■ WORK TO DO
State how many lines in the records contain the word "pink". Reply with the number only.
:: DATA TO USE ::
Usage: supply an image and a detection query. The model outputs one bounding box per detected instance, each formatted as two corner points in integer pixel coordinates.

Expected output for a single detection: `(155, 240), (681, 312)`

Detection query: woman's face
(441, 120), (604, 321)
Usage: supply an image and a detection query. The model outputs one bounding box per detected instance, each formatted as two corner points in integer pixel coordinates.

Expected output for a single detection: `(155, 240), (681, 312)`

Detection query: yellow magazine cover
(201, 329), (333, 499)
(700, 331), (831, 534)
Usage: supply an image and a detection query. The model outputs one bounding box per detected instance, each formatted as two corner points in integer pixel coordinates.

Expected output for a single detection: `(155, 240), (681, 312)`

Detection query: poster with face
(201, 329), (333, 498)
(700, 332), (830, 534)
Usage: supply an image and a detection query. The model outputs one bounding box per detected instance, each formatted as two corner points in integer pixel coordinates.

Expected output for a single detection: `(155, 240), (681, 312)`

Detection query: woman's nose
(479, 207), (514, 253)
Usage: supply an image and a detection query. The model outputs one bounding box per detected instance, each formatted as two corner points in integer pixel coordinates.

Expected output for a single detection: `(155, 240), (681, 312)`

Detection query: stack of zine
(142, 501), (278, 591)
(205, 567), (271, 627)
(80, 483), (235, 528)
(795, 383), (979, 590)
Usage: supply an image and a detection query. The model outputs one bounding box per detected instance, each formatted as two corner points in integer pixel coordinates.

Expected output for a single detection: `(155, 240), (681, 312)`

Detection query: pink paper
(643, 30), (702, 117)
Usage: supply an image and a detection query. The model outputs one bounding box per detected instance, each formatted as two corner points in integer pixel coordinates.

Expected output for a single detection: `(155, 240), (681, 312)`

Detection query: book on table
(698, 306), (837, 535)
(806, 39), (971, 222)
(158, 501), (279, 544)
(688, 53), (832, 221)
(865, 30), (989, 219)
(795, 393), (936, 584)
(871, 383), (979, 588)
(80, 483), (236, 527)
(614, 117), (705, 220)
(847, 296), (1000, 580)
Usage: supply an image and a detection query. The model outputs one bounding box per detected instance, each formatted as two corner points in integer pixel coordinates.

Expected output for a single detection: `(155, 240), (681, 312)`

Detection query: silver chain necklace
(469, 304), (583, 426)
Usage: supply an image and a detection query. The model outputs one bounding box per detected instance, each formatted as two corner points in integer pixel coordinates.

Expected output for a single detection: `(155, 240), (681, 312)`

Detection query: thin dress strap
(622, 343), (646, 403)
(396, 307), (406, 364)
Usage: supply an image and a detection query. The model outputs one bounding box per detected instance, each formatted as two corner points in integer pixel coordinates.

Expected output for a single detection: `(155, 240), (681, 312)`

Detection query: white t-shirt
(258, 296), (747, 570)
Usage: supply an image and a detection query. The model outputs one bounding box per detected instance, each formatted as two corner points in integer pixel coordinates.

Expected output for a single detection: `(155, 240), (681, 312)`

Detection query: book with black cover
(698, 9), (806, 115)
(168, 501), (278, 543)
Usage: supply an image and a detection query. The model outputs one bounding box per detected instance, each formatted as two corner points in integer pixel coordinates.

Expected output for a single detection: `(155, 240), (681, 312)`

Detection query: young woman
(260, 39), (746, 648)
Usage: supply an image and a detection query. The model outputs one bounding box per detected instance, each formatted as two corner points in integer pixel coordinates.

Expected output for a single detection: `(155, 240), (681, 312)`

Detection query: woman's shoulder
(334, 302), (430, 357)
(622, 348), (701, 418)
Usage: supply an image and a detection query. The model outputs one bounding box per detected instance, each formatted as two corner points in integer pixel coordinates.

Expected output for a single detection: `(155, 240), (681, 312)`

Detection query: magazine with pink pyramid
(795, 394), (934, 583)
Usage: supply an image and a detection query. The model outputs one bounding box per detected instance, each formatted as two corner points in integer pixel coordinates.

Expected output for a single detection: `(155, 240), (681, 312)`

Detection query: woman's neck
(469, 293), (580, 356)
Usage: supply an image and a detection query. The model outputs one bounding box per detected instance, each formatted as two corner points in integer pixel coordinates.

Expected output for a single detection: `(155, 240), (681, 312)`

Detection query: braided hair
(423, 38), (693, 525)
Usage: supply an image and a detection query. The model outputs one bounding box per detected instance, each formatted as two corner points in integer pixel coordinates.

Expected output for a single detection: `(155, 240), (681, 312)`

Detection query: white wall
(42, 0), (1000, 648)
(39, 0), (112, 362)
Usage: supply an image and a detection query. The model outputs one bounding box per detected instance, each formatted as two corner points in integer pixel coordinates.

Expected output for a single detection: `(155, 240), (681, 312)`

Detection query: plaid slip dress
:::
■ RESULT OF THE EXERCISE
2